## [Text block]
====

KR: A stoneware vase of my mother's — it's not particularly valuable, though it reminds me of [my] childhood. My mother would always move it around from room to room and I always thought it was so ugly. A few years ago it caught my eye at my parents house and I asked mum if I could borrow it and she gave it to me. I just love seeing it and filling it with banksia cuttings from the island, and remembering the simplicity of growing up as a child.
Hunker: Many people are working from home right now, what are a few of your home office/studio must-haves?
KR: A beautiful handmade mug. [I like it] so much so [that] I have just included [it] in my shop. I got in touch with the potter who made mine and asked her to make a special run of them for me. A warm mug in the hands settles the soul in these unnerving times. [Also,] beeswax candles to light in the evening after work to cleanse the air of all that 'work talk' at home.
Hunker: What home decor/architectural trends are you obsessed with right now? Have you worked them into your own home?
KR: I don't really have a trends-based approach to my interiors. I tend to listen to what is already there within the house and build upon that. For instance, the island house has a midcentury feel to it and I wanted to listen to that and respect that, as opposed to fighting it ... [and] the interiors are stronger because of it. If anything, I have gently introduced layers of natural textures to complement the house, and to incorporate what is happening outside in nature.
Hunker: Where do you go for inspiration?
KR: Nature. That's where I find most of my inspiration. When designing the bedrooms, I collected fragments of seashells from the nearby beach and used the color combinations on the shells as my [lead]. Also, the native scrubland, the beautiful neutral [color] of the paperbark trees, led me to the decisions in the living spaces.
Hunker: Of all of your travels, what city is your favorite and why?
KR: I really enjoyed my time traveling through Namibia a few years ago, staying with the tribes. There was such a sense of freedom and joy being by campfires and sitting in the sand with no shared language, yet still able to communicate.
Hunker: Do you have any pets?
KR: We share our bush block with a goanna who lives in the backyard [and] a small mob of kangaroos who visit and graze on the grass. They aren't pets, though they are animals who we love to watch when they visit — as this is their home, too.
Hunker: Describe a typical Saturday morning at home.
KR: Saturday is my favorite day. It starts with a swim in the ocean and usually a walk to collect plastic off the shoreline — I'm obsessed with doing this. Then, a visit to the green grocers and the local fish shop to buy some supplies, and then a quick drive by to [collect] some some banksia branches off the side of the road for the vases at home.
Hunker: For those in the U.S. it's summer, but it's winter in Australia? Any plans for how you will enjoy the season despite the pandemic?
KR: We swim and surf all year round and then usually come home and warm up by the fire, which is a lovely thing to do. A lot of cooking and simple rituals and appreciating what's around us. No grand gestures.
Hunker: I've been seeing a lot of people talking about their morning routines lately. What's your morning routine?
KR: I'm an early riser, so I'm up early and I always have a [hot drink with] lemon, honey, and ginger. That's probably as far as the routine goes. Each day tends to be a bit different, though I really enjoy that hot drink.
Hunker: What is the secret to keeping your home looking so effortlessly stylish?
KR: If you just fluff the cushions everything else will look neat. Lazy, sat-in, sad-looking cushions on the sofa will always bring the vibe down.
Hunker: What book is on your nightstand and/or coffee table right now? What show are you binge-watching right now?
KR: A book called Truganini — it's about an indigenous Australian woman in the 1800s during the colonization of Australians in Tasmania. It's a heavy read. I just finished off The Great — [that] was a lot of fun!

====

## [Supplied material]

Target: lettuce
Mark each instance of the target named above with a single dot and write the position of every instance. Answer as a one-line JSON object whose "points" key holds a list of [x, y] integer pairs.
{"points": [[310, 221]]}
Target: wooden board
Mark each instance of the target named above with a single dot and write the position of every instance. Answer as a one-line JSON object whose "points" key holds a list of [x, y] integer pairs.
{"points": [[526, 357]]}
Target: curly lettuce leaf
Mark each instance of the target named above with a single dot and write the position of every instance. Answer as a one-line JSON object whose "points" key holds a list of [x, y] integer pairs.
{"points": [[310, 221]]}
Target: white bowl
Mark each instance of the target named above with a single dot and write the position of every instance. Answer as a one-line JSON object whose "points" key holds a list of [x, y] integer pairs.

====

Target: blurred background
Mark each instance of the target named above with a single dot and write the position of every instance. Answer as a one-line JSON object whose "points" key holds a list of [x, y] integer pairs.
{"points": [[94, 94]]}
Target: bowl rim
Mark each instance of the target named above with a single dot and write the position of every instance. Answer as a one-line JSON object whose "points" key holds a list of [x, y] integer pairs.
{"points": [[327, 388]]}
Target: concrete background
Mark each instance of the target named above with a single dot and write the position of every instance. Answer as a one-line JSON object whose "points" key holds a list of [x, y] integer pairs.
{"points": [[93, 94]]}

====

Translate this sentence from the interview into Spanish: "We swim and surf all year round and then usually come home and warm up by the fire, which is a lovely thing to do." The records aren't needed here.

## [Written response]
Nadamos y surfeamos todo el año y luego normalmente volvemos a casa y entramos en calor junto al fuego, lo cual es algo encantador.